» Materials provided
________________
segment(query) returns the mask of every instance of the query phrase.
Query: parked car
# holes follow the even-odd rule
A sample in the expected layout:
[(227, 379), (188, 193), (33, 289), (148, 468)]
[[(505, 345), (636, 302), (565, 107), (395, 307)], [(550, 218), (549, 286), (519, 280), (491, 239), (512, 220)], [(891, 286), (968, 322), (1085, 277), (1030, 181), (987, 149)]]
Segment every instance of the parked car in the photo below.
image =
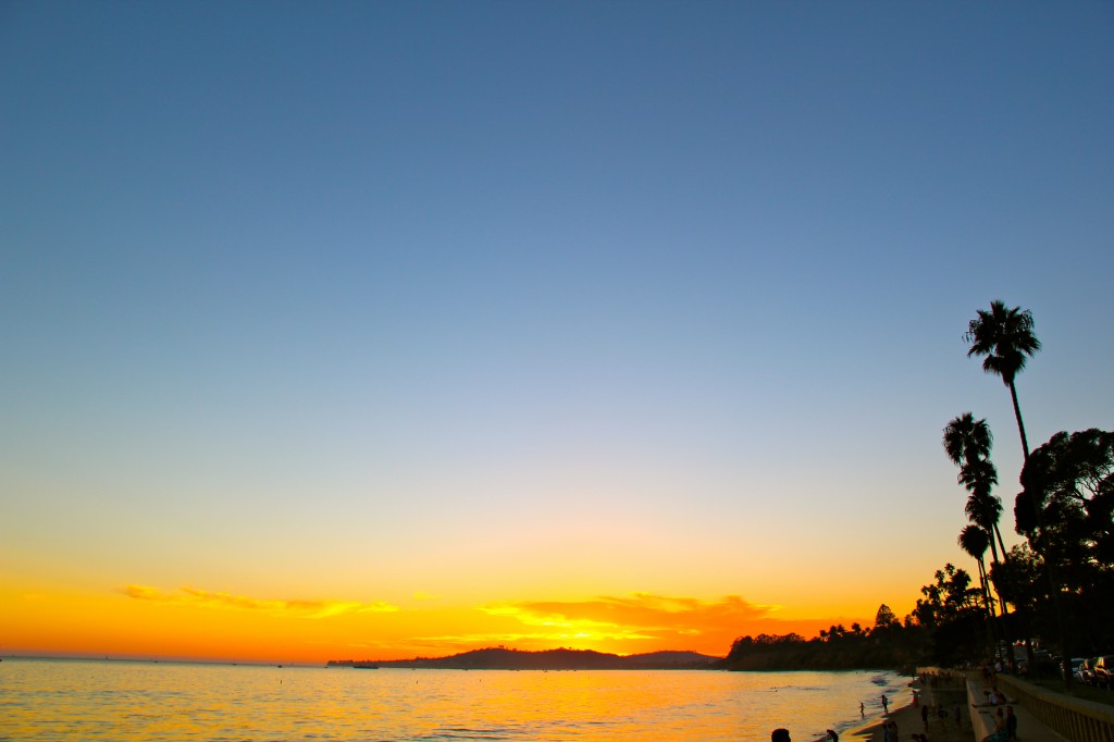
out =
[(1114, 654), (1095, 657), (1095, 685), (1110, 689), (1114, 682)]

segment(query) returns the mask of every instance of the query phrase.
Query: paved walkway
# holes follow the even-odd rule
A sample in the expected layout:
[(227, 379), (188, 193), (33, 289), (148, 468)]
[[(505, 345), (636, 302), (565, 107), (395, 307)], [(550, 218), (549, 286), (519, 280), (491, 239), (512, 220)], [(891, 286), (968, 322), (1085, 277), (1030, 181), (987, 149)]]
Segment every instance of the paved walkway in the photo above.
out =
[[(974, 703), (985, 702), (983, 695), (983, 681), (979, 678), (967, 680), (967, 703), (970, 711), (971, 726), (975, 730), (975, 741), (981, 740), (994, 731), (995, 711), (998, 706), (971, 706)], [(1033, 717), (1025, 706), (1019, 703), (1009, 704), (1014, 706), (1014, 714), (1017, 715), (1017, 739), (1019, 742), (1069, 742), (1056, 732), (1052, 731)]]

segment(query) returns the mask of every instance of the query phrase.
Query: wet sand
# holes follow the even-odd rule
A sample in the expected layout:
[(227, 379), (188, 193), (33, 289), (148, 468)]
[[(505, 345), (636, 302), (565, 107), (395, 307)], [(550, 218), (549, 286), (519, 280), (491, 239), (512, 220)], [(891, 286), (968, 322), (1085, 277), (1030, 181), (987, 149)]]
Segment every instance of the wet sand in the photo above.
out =
[[(928, 742), (973, 742), (975, 732), (971, 729), (970, 709), (967, 705), (966, 692), (947, 689), (932, 689), (922, 686), (920, 681), (912, 683), (911, 687), (920, 696), (918, 705), (912, 704), (893, 709), (886, 719), (898, 725), (898, 742), (911, 742), (913, 734), (924, 734)], [(956, 700), (960, 700), (960, 722), (956, 723), (955, 706)], [(936, 713), (936, 706), (942, 703), (948, 715), (940, 719)], [(921, 706), (929, 706), (928, 726), (921, 719)], [(878, 722), (870, 726), (852, 730), (842, 734), (849, 740), (862, 742), (882, 742), (882, 724)], [(926, 731), (927, 730), (927, 731)]]

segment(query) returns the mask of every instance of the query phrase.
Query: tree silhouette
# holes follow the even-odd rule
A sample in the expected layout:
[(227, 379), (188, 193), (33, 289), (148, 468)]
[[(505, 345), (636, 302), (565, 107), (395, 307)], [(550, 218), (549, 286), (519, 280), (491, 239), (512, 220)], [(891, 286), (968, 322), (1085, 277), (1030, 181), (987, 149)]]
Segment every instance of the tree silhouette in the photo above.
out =
[(978, 316), (967, 324), (965, 338), (970, 343), (967, 357), (985, 357), (983, 370), (1001, 377), (1003, 383), (1009, 388), (1017, 431), (1022, 436), (1022, 451), (1028, 460), (1029, 443), (1025, 438), (1025, 423), (1022, 421), (1022, 408), (1017, 403), (1014, 380), (1025, 368), (1025, 361), (1040, 350), (1040, 341), (1033, 332), (1033, 313), (1022, 311), (1018, 306), (1007, 309), (1004, 302), (995, 300), (990, 302), (989, 312), (978, 310)]

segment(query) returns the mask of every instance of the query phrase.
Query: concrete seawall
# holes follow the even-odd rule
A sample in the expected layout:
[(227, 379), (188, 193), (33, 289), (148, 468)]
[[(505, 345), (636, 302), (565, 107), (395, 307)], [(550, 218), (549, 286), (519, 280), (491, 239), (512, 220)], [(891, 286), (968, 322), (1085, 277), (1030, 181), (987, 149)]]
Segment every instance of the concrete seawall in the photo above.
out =
[(1114, 742), (1114, 706), (1053, 693), (1025, 681), (998, 675), (998, 687), (1033, 717), (1072, 742)]

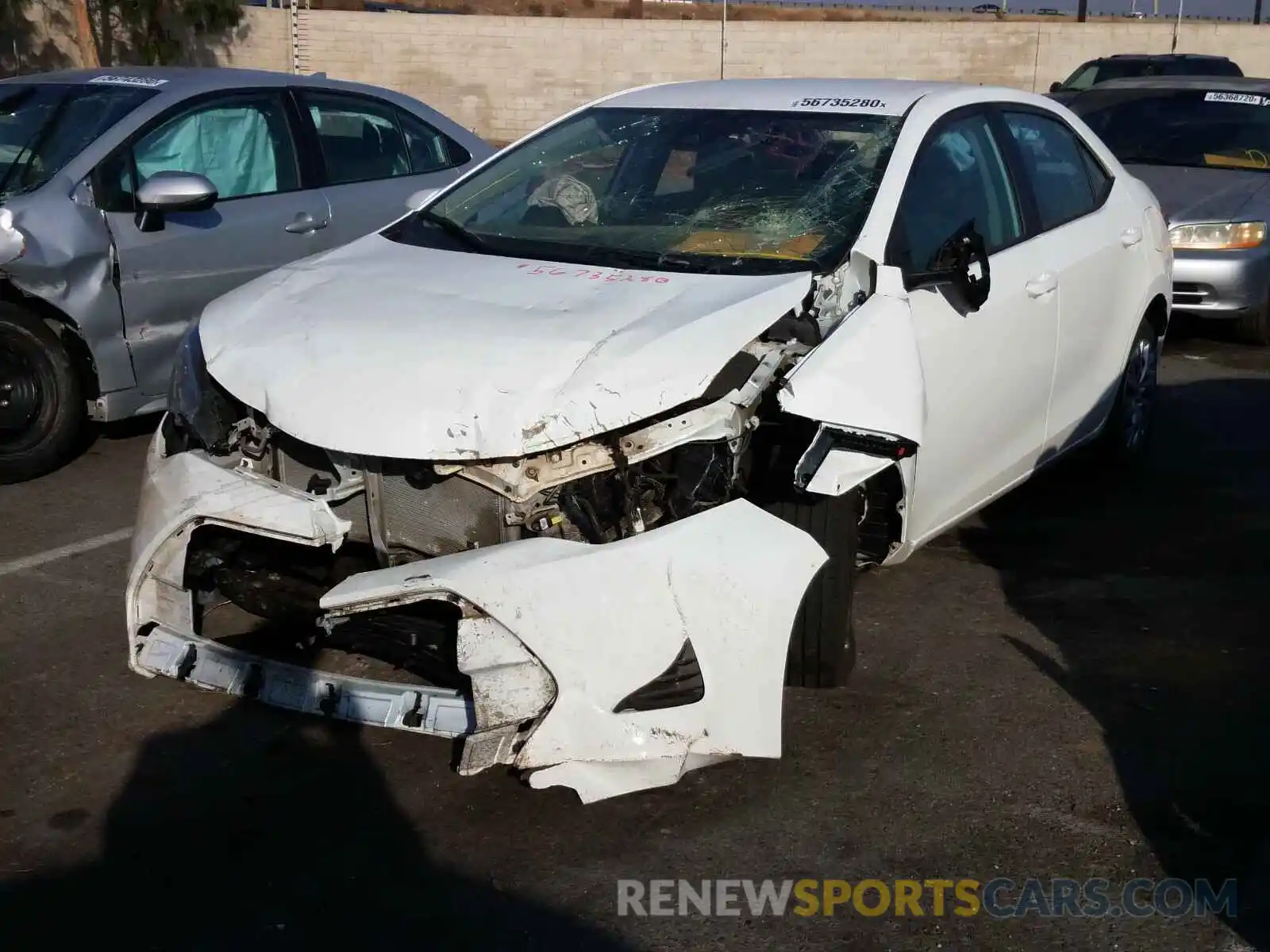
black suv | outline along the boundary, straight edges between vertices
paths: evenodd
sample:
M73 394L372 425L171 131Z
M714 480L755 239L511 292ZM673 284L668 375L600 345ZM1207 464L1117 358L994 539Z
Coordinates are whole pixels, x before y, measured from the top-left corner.
M1062 83L1049 88L1052 99L1066 103L1077 93L1109 79L1138 76L1242 76L1243 70L1226 56L1201 53L1118 53L1090 60Z

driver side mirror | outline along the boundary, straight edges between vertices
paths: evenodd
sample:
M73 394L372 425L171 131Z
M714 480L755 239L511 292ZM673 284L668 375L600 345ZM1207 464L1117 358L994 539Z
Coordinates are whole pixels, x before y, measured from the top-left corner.
M168 212L206 212L218 198L216 185L193 171L156 171L137 189L137 227L161 231Z
M983 307L992 289L992 269L983 235L975 230L973 220L940 245L933 264L928 272L906 274L904 287L908 291L946 287L959 308L978 311Z

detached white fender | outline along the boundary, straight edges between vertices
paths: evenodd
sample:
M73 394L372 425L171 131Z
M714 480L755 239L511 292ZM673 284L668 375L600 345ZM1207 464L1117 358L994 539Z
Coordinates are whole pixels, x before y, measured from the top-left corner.
M794 368L781 409L921 446L926 383L913 312L897 269L879 268L878 282L878 292Z
M592 802L721 759L780 757L790 631L826 561L810 536L738 499L603 546L531 538L363 572L321 603L351 614L458 595L479 609L485 617L465 619L458 644L476 698L467 744L491 741L475 769L513 763L533 772L531 786L572 787ZM622 710L688 644L701 699ZM526 702L549 696L525 649L555 699L512 743Z
M779 400L786 413L820 423L795 470L809 493L842 495L912 458L926 426L926 382L897 269L878 269L876 293L790 373Z
M0 264L22 258L27 250L27 240L13 225L13 212L0 208Z

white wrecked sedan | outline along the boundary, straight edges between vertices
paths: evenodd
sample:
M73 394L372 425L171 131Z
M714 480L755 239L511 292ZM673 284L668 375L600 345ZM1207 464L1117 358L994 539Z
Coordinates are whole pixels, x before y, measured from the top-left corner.
M861 567L1083 443L1140 457L1171 267L1039 95L598 100L206 308L130 664L588 802L779 757L782 684L853 665Z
________________
» Aim of the exercise
Reproduce every item above verbatim, leaving out the pictures.

» Solution for this task
segment(query) returns the mask of every instance of the query phrase.
Query: parked car
# holes follow the even-odd rule
A sample in the expected layout:
[(227, 379), (188, 193), (33, 289), (148, 468)]
[[(505, 345), (636, 302), (565, 107), (395, 307)], [(550, 218), (549, 286), (519, 280), (491, 239), (512, 220)], [(891, 286), (968, 322), (1085, 277), (1030, 181), (987, 149)]]
Segment every instance of the parked car in the photo below.
image =
out =
[(1114, 654), (1095, 657), (1095, 685), (1110, 689), (1114, 682)]

segment(query) returns the mask of every instance of the query phrase.
Query: paved walkway
# holes follow the even-odd rule
A sample in the expected layout:
[(227, 379), (188, 193), (33, 289), (148, 468)]
[[(505, 345), (636, 302), (565, 107), (395, 307)], [(550, 218), (549, 286), (519, 280), (491, 239), (512, 220)], [(891, 286), (968, 322), (1085, 277), (1030, 181), (987, 149)]]
Segment every instance of the paved walkway in the photo above.
out =
[[(974, 703), (985, 702), (983, 695), (983, 681), (979, 678), (967, 680), (967, 703), (970, 711), (971, 726), (975, 730), (975, 741), (981, 740), (994, 731), (995, 711), (998, 706), (971, 706)], [(1033, 717), (1025, 706), (1019, 703), (1009, 704), (1014, 706), (1014, 714), (1017, 715), (1017, 739), (1019, 742), (1069, 742), (1056, 732), (1052, 731)]]

segment(query) returns the mask of every instance of the query phrase.
Query: wet sand
# holes follow the even-odd rule
A sample in the expected layout:
[(227, 379), (188, 193), (33, 289), (148, 468)]
[[(505, 345), (636, 302), (565, 107), (395, 307)], [(550, 218), (549, 286), (519, 280), (491, 239), (512, 220)], [(891, 286), (968, 322), (1085, 277), (1030, 181), (987, 149)]]
Segment every instance of the wet sand in the photo above.
out =
[[(928, 742), (973, 742), (975, 732), (971, 729), (970, 709), (967, 705), (966, 692), (947, 689), (932, 689), (922, 686), (920, 681), (912, 683), (911, 687), (920, 696), (918, 705), (912, 704), (893, 709), (886, 719), (898, 725), (898, 742), (911, 742), (913, 734), (924, 734)], [(956, 700), (960, 700), (960, 722), (956, 723), (955, 706)], [(936, 713), (936, 706), (942, 703), (948, 715), (940, 719)], [(921, 706), (929, 706), (928, 726), (921, 719)], [(878, 722), (870, 726), (852, 730), (842, 734), (849, 740), (862, 742), (882, 742), (882, 724)], [(926, 731), (927, 730), (927, 731)]]

segment(query) returns the mask of every instance of the query phrase.
Query: tree silhouette
# holes follow the even-odd rule
A sample in the expected layout:
[(227, 379), (188, 193), (33, 289), (148, 468)]
[[(505, 345), (636, 302), (565, 107), (395, 307)], [(550, 218), (549, 286), (519, 280), (491, 239), (512, 220)], [(891, 286), (968, 322), (1085, 277), (1030, 181), (987, 149)]]
Segment every instance of the tree silhouette in the photo above.
out =
[(978, 316), (967, 324), (965, 338), (970, 343), (967, 357), (985, 357), (983, 370), (1001, 377), (1003, 383), (1009, 388), (1017, 431), (1022, 436), (1022, 451), (1028, 460), (1029, 443), (1025, 438), (1025, 423), (1022, 421), (1022, 408), (1017, 403), (1014, 380), (1025, 368), (1025, 361), (1040, 350), (1040, 341), (1033, 332), (1033, 313), (1022, 311), (1018, 306), (1007, 309), (1004, 302), (995, 300), (990, 302), (989, 312), (978, 310)]

segment(query) returns the mask of every instance of the query phrase.
Query: concrete seawall
# holes follow the even-odd rule
A sample in the expected layout:
[(227, 379), (188, 193), (33, 289), (148, 468)]
[[(505, 345), (636, 302), (565, 107), (395, 307)], [(550, 218), (549, 286), (519, 280), (491, 239), (512, 220)], [(891, 286), (968, 322), (1085, 277), (1030, 181), (987, 149)]]
Segment every instance of the concrete seawall in the photo above.
out =
[(1114, 742), (1114, 706), (1053, 693), (1025, 681), (998, 675), (998, 687), (1033, 717), (1072, 742)]

black suv | outline along the boundary, straight edges between vertices
paths: evenodd
sample:
M73 394L372 425L171 131Z
M714 480L755 239L511 292ZM673 284L668 375L600 345ZM1207 464L1117 358L994 539Z
Coordinates are whole pixels, x before y, measured from the top-left corner.
M1062 83L1049 88L1052 99L1066 103L1077 93L1109 79L1138 76L1242 76L1243 70L1226 56L1201 53L1118 53L1090 60Z

driver side mirror | outline along the boundary, straight edges between vertices
paths: evenodd
sample:
M73 394L372 425L171 131Z
M714 480L755 239L511 292ZM673 284L668 375L600 345ZM1207 464L1117 358L994 539Z
Coordinates are whole pixels, x before y, measured from the top-left corner.
M168 212L206 212L218 198L216 185L193 171L156 171L137 189L137 227L161 231Z
M983 307L992 289L992 269L983 235L975 230L973 220L940 245L933 264L928 272L906 274L904 287L908 291L946 287L959 308L978 311Z

detached white fender | outline along the boundary, straight edges between vertices
paths: evenodd
sample:
M73 394L372 425L171 131Z
M714 480L755 239L511 292ZM673 284L668 375L600 345ZM1207 464L1117 358L994 539Z
Coordinates are whole pixels, x before y, measured from the top-left corner.
M794 368L781 409L921 446L926 383L913 312L897 269L879 268L878 282L878 292Z
M592 802L721 759L780 757L790 631L826 561L810 536L738 499L603 546L531 538L363 572L321 603L351 614L458 595L479 609L485 617L465 619L458 644L476 698L467 744L491 741L475 769L513 763L533 772L531 786L572 787ZM622 710L688 644L701 699ZM526 702L549 696L525 649L555 699L512 743Z
M779 400L786 413L820 423L795 470L809 493L842 495L912 458L926 426L926 382L897 269L878 269L876 293L790 373Z
M0 264L22 258L27 250L27 240L13 225L13 212L0 208Z

white wrecked sedan | outline along the boundary, straight edges between vertices
paths: evenodd
sample:
M73 394L372 425L171 131Z
M714 480L755 239L511 292ZM673 284L668 375L600 345ZM1207 464L1117 358L994 539Z
Coordinates are whole pixels, x before y, measured from the top-left corner.
M861 567L1083 443L1140 457L1171 267L1039 95L598 100L206 308L130 664L588 802L779 757L782 684L853 665Z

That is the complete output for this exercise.